Put the lines below into a two-column CSV with the header row task,points. Give one row for each line that begins "Keypoint task", with that line's wording under task and every point entry that follows it under points; quote each field and turn line breaks into spaces.

• [Dataset content]:
----
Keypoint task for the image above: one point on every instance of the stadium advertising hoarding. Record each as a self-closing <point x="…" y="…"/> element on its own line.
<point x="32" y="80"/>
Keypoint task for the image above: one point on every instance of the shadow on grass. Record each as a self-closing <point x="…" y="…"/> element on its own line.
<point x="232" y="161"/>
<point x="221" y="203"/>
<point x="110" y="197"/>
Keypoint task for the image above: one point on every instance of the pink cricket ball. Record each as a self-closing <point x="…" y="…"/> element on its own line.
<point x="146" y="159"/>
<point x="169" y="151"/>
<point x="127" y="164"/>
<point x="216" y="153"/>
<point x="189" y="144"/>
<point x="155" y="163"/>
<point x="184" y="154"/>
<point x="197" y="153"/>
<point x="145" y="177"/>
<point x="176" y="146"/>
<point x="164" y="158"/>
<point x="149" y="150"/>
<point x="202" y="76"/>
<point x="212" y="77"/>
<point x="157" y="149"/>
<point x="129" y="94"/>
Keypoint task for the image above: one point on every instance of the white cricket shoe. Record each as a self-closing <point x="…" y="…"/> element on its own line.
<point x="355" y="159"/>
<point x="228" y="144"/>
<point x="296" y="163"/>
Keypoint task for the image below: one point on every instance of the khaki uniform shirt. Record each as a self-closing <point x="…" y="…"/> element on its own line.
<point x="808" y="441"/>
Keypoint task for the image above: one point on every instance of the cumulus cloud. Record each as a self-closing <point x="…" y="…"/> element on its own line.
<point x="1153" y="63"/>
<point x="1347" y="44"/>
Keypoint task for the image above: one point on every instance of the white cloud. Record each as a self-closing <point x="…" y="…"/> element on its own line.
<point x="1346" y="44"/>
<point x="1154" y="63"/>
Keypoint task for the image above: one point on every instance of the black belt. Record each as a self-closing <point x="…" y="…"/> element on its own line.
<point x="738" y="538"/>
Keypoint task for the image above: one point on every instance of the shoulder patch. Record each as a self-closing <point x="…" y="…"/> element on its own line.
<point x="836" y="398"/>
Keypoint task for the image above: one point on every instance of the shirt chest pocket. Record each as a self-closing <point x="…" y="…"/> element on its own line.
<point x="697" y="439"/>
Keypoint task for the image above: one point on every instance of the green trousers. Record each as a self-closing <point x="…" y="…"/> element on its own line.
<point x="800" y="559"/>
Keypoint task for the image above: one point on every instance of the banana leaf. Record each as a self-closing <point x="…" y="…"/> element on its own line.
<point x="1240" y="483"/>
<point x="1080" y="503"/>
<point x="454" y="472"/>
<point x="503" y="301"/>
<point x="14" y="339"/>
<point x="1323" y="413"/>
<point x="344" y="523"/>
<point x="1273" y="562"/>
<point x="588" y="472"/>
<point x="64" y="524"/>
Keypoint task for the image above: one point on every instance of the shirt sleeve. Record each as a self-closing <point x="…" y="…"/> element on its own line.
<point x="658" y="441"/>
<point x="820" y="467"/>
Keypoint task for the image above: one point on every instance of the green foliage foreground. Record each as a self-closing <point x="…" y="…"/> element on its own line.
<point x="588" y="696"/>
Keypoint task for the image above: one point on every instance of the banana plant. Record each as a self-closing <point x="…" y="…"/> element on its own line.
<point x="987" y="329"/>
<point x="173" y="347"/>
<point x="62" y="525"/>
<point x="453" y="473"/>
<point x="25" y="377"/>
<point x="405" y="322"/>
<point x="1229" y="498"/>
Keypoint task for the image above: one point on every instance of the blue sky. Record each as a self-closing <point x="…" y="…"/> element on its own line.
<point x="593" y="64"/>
----
• [Exercise answer]:
task,points
"Keypoint task for the image above: one point on every instance of the stadium advertising hoarding. Record each as a self-closing <point x=""…"" y=""…""/> element on its own line.","<point x=""32"" y=""80""/>"
"Keypoint task for the image above: one point on every instance of the shadow on grass. Record each as a self-closing <point x=""…"" y=""…""/> element on its own line.","<point x=""232"" y=""161""/> <point x=""221"" y=""203""/> <point x=""110"" y=""197""/>"
"Keypoint task for the image above: one point on every instance of the pink cricket ball. Record each as a self-closing <point x=""…"" y=""…""/> element on its own line.","<point x=""146"" y=""159""/> <point x=""169"" y=""151""/> <point x=""127"" y=""164""/> <point x=""216"" y=""153""/> <point x=""189"" y=""144""/> <point x=""155"" y=""163""/> <point x=""184"" y=""154""/> <point x=""197"" y=""153""/> <point x=""145"" y=""177""/> <point x=""176"" y=""146""/> <point x=""164"" y=""158""/> <point x=""149"" y=""150""/> <point x=""202"" y=""76""/> <point x=""212"" y=""77""/> <point x=""157"" y=""149""/> <point x=""129"" y=""94""/>"
"Keypoint task for the image above: one point on every instance of the white cricket shoe. Record each as a self-closing <point x=""…"" y=""…""/> element on its own line.","<point x=""355"" y=""159""/> <point x=""228"" y=""144""/> <point x=""296"" y=""163""/>"
"Keypoint task for the image below: one point on every instance of the khaki uniform shirt. Record each as a self-closing <point x=""…"" y=""…""/> element on its own line.","<point x=""808"" y=""441""/>"
"Keypoint task for the image above: one point on every instance of the cumulus cloud. Record each as a self-closing <point x=""…"" y=""…""/> element on its own line.","<point x=""1153"" y=""63""/> <point x=""1347"" y=""44""/>"
"Keypoint task for the image above: one point on every instance of the white cloud. Record each as a self-closing <point x=""…"" y=""…""/> element on its own line.","<point x=""1346"" y=""44""/> <point x=""1154"" y=""63""/>"
"Keypoint task for the image above: one point on every instance of the black belt. Record each as a self-closing <point x=""…"" y=""…""/> element on its own line.","<point x=""738"" y=""538""/>"
"Keypoint task for the image above: one point on every instance of the shoulder patch. Record each as a self-closing <point x=""…"" y=""…""/> element on its own line.","<point x=""836"" y=""398""/>"
"Keypoint task for the image above: one point on every instance of the shirt chest pocket. Record each as a self-closing <point x=""…"" y=""…""/> element on its own line.","<point x=""697"" y=""439""/>"
"Keypoint task for the image above: one point on every instance of the green trousers. Record each as a self-closing <point x=""…"" y=""…""/> element on its own line.","<point x=""800"" y=""559""/>"
"Keypoint task for the image above: one point on every instance of the banana leaf. Record each as a self-closing <point x=""…"" y=""…""/> element on its own line.","<point x=""1240"" y=""483""/> <point x=""1080"" y=""503""/> <point x=""454"" y=""472""/> <point x=""503"" y=""301""/> <point x=""14"" y=""339""/> <point x=""1323"" y=""413""/> <point x=""344"" y=""523""/> <point x=""1273"" y=""562""/> <point x=""588"" y=""472""/> <point x=""64"" y=""524""/>"
"Keypoint task for the image above: one point on every instance of the shirt sleeve. Record each as a self-closing <point x=""…"" y=""…""/> element on its own line.","<point x=""658"" y=""441""/> <point x=""820"" y=""467""/>"
"Keypoint task for the image above: one point on every instance of the green foliage foreground. Record each as a self-closing <point x=""…"" y=""…""/> element on its own line.","<point x=""588"" y=""696""/>"
"Keypoint task for the image above: one point on every instance of the banana plant. Record each as a self-closing <point x=""…"" y=""…""/> element on its own line.","<point x=""987"" y=""329""/> <point x=""173"" y=""347""/> <point x=""62"" y=""525""/> <point x=""453"" y=""473""/> <point x=""25"" y=""377""/> <point x=""405"" y=""322""/> <point x=""1229"" y=""498""/>"
"Keypoint task for the image above: one point on every instance of the blue sky. Record each as a self-closing <point x=""…"" y=""…""/> element on its own line.","<point x=""593"" y=""64""/>"